>> begin Data in this exercise

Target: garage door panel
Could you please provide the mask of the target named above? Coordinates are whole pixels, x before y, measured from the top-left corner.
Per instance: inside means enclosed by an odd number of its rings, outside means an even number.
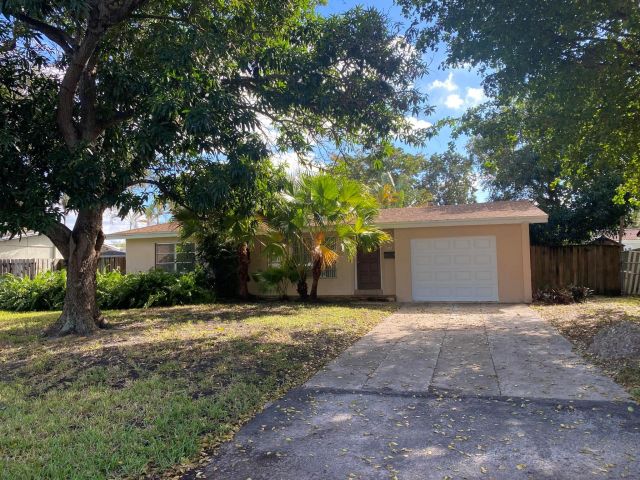
[[[496,257],[492,236],[413,239],[414,300],[498,301]]]

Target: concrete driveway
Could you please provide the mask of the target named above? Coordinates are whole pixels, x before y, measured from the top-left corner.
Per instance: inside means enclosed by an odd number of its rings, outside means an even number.
[[[640,417],[529,307],[418,304],[268,406],[197,476],[640,478]]]

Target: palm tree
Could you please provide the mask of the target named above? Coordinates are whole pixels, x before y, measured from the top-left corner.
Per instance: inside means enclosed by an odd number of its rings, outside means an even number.
[[[296,237],[311,257],[312,300],[322,271],[341,254],[353,259],[358,248],[372,250],[389,240],[373,225],[378,203],[360,182],[322,173],[303,176],[287,190],[273,228]]]

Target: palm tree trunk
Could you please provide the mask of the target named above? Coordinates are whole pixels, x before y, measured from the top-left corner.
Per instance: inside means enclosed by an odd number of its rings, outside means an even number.
[[[251,252],[249,245],[244,242],[238,246],[238,295],[246,300],[249,298],[249,264]]]
[[[313,267],[311,268],[311,292],[309,293],[309,297],[314,301],[318,299],[318,280],[320,280],[321,274],[322,258],[320,256],[314,255]]]

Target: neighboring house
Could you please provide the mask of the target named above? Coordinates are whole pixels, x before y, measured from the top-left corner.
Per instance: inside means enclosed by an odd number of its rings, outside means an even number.
[[[115,258],[115,257],[125,257],[127,254],[124,250],[120,250],[113,245],[103,244],[102,249],[100,251],[101,258]]]
[[[384,209],[376,224],[393,241],[354,261],[341,255],[318,293],[395,296],[401,302],[530,302],[529,224],[546,221],[547,214],[527,201]],[[128,272],[179,271],[194,256],[191,246],[180,251],[178,229],[167,223],[107,237],[126,240]],[[251,271],[268,264],[256,245]],[[255,282],[250,288],[258,293]]]
[[[0,238],[0,258],[61,259],[62,255],[45,235],[27,232],[21,237]]]
[[[627,228],[622,236],[622,245],[625,250],[640,248],[640,228]]]
[[[125,252],[119,248],[104,244],[102,257],[124,257]],[[61,260],[62,254],[46,235],[27,232],[22,237],[0,238],[0,258],[15,259],[52,259]]]

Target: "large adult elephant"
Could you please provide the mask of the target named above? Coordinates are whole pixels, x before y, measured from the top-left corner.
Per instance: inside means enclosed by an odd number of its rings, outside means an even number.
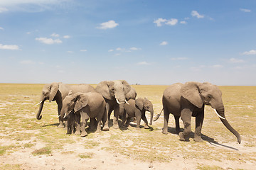
[[[164,121],[162,132],[167,134],[169,114],[171,113],[174,115],[176,130],[178,133],[180,140],[186,140],[191,132],[191,116],[193,116],[196,117],[194,140],[202,142],[201,135],[204,118],[204,106],[209,105],[224,125],[236,136],[238,142],[240,143],[240,135],[232,128],[225,117],[221,96],[222,93],[218,87],[210,83],[178,83],[167,87],[164,91],[162,98]],[[156,120],[160,114],[156,116]],[[184,125],[183,132],[180,132],[179,118],[181,118]]]
[[[49,102],[56,101],[58,105],[58,114],[59,115],[59,125],[58,128],[63,128],[65,127],[63,121],[60,118],[60,110],[63,106],[63,101],[65,97],[68,95],[68,93],[72,92],[73,94],[78,92],[90,92],[95,91],[95,89],[89,84],[77,84],[77,85],[69,85],[61,83],[52,83],[46,84],[42,90],[42,95],[41,96],[40,102],[38,104],[39,110],[36,115],[36,118],[41,120],[42,115],[41,113],[43,110],[43,103],[46,100],[49,100]]]
[[[132,90],[131,90],[132,89]],[[123,115],[124,103],[130,98],[135,99],[136,91],[125,80],[102,81],[100,82],[95,90],[101,94],[106,101],[108,113],[107,123],[110,114],[114,110],[113,128],[117,129],[119,115]]]

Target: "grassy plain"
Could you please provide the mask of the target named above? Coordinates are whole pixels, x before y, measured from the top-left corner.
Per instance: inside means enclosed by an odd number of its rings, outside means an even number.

>> end Data in this exercise

Problem details. Which lines of the material above contain the string "palm", with case counting? Return each of those lines in full.

Exercise response.
Target: palm tree
Target: palm tree trunk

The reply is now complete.